> [Quoted passage]
((
Yap, preallocation is necessary. anon_vma_lock_write() and
flush_dcache_mmap_lock() hold the lock and manipulate rb_tree. I think
that there is no maple tree manipulations during the lock holding
period. Is there any future work in this section?

> >
> >
> > > > > >
> > > > > > > It also will drop the lock and retry with GFP_KERNEL on
> > > failure
> > > > > > > when not using the external lock. The mmap_lock is
> > > configured as
> > > > > an
> > > > > > > external lock.
> > > > > > >
> > > > > > > > Allocation will not wait for reclaiming and compacting
> when
> > > > > there
> > > > > > > is no enough available memory.
> > > > > > > > Is there any concern for this design?
> > > > > > >
> > > > > > > This has been addressed above, but let me know if I
> missed
> > > > > anything
> > > > > > > here.
> > > > > > >
> > > > > >
> > > > > > I think that the mas_node_count() has higher rate of
> triggering
> > > > > > BUG_ON() when allocating nodes with GFP_NOWAIT and
> > > __GFP_NOWARN. If
> > > > > > mas_node_count() use GFP_KERNEL as mas_preallocate() in the
> > > mmap.c,
> > > > > the
> > > > > > allocation fail rate may be lower than use GFP_NOWAIT.
> > > > >
> > > > > Which BUG_ON() are you referring to?
))
> [Problems and tasks]
(a) In the thread excerpt, which two functions are said to hold the lock and manipulate rb_tree?
(b) Reproduce the part of the thread excerpt between "Yap, preallocation is" and "in this section?", inclusive.

> [Entries provided]
((
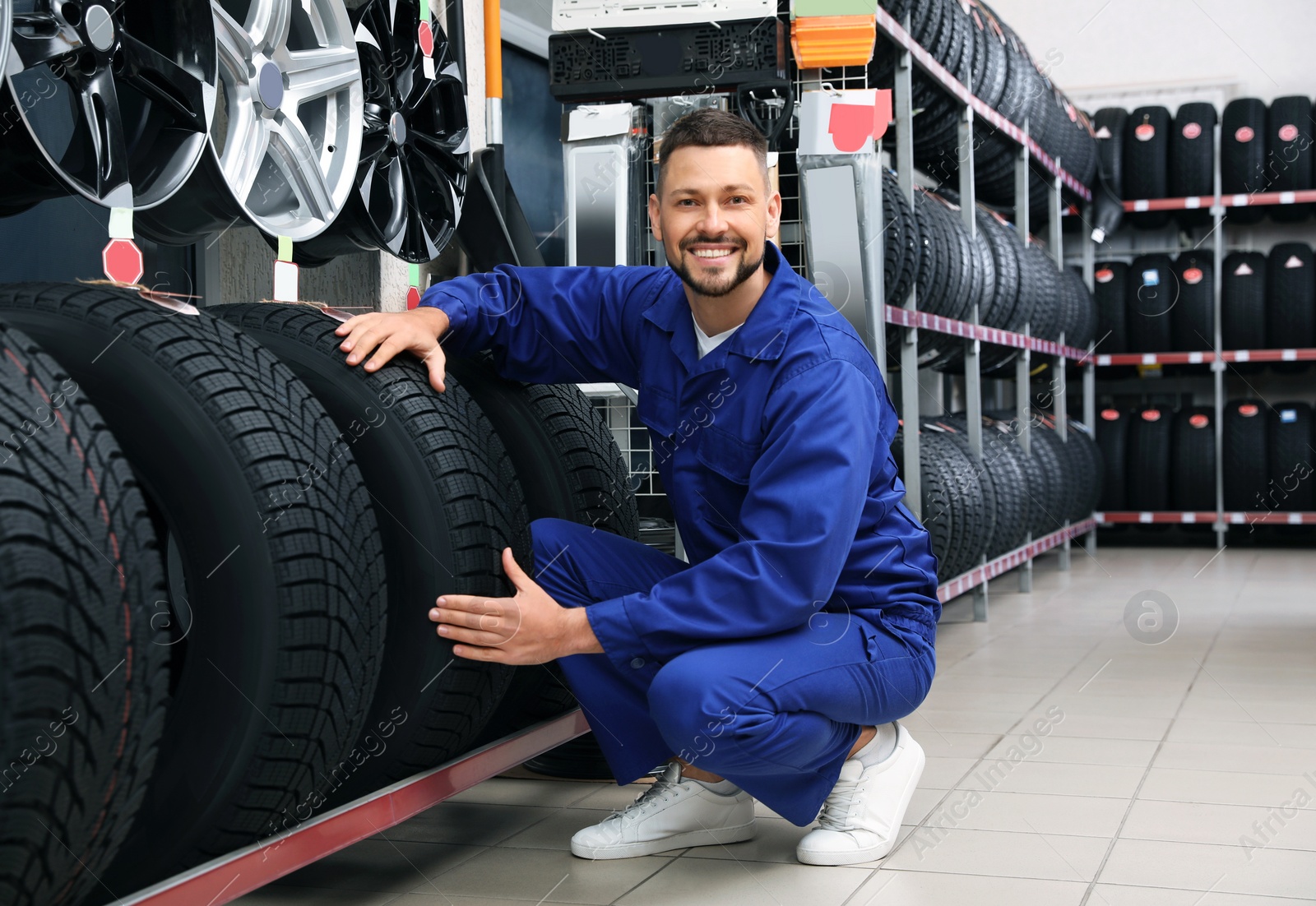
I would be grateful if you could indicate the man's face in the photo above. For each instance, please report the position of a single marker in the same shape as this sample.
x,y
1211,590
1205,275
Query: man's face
x,y
715,216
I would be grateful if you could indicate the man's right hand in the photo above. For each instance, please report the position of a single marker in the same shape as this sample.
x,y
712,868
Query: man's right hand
x,y
415,331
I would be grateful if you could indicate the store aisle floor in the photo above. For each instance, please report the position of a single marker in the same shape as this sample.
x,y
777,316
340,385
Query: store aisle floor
x,y
1070,763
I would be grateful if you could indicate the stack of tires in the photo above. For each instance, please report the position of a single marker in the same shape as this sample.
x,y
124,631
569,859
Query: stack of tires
x,y
1151,154
1011,284
221,546
1161,459
1269,300
984,53
1156,304
985,509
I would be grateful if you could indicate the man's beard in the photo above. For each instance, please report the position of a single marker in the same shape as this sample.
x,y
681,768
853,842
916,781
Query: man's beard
x,y
712,287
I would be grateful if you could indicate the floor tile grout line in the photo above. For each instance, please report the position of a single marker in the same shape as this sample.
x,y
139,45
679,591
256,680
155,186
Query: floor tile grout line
x,y
670,862
980,759
1147,772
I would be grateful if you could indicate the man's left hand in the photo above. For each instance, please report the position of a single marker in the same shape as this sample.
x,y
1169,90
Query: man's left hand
x,y
526,629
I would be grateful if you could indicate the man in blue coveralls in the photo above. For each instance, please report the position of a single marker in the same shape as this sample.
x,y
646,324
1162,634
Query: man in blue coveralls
x,y
774,664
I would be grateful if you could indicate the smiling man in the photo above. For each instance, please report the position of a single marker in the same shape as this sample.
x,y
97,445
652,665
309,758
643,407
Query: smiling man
x,y
774,664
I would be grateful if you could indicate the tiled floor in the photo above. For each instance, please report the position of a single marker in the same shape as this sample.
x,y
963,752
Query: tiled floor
x,y
1179,774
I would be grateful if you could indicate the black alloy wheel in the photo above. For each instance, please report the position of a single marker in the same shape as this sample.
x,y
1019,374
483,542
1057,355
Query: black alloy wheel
x,y
415,149
109,100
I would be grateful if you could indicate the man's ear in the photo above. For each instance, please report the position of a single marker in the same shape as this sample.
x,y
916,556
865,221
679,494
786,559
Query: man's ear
x,y
655,224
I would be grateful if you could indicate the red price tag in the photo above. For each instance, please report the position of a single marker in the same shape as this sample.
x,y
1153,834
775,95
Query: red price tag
x,y
123,261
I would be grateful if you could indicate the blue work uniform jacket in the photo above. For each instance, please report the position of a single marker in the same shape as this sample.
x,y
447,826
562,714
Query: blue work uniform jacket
x,y
774,449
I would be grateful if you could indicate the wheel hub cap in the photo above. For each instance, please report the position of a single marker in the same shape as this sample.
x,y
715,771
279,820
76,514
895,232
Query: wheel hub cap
x,y
100,28
396,129
270,86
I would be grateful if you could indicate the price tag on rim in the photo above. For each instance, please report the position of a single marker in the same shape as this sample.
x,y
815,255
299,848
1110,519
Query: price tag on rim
x,y
414,289
285,272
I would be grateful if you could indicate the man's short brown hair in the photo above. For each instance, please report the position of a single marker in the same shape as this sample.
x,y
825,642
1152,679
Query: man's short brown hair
x,y
711,127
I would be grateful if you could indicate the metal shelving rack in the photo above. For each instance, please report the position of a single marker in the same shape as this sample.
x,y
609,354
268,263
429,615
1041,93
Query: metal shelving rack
))
> [Expected results]
(a) anon_vma_lock_write() and flush_dcache_mmap_lock()

(b)
Yap, preallocation is necessary. anon_vma_lock_write() and
flush_dcache_mmap_lock() hold the lock and manipulate rb_tree. I think
that there is no maple tree manipulations during the lock holding
period. Is there any future work in this section?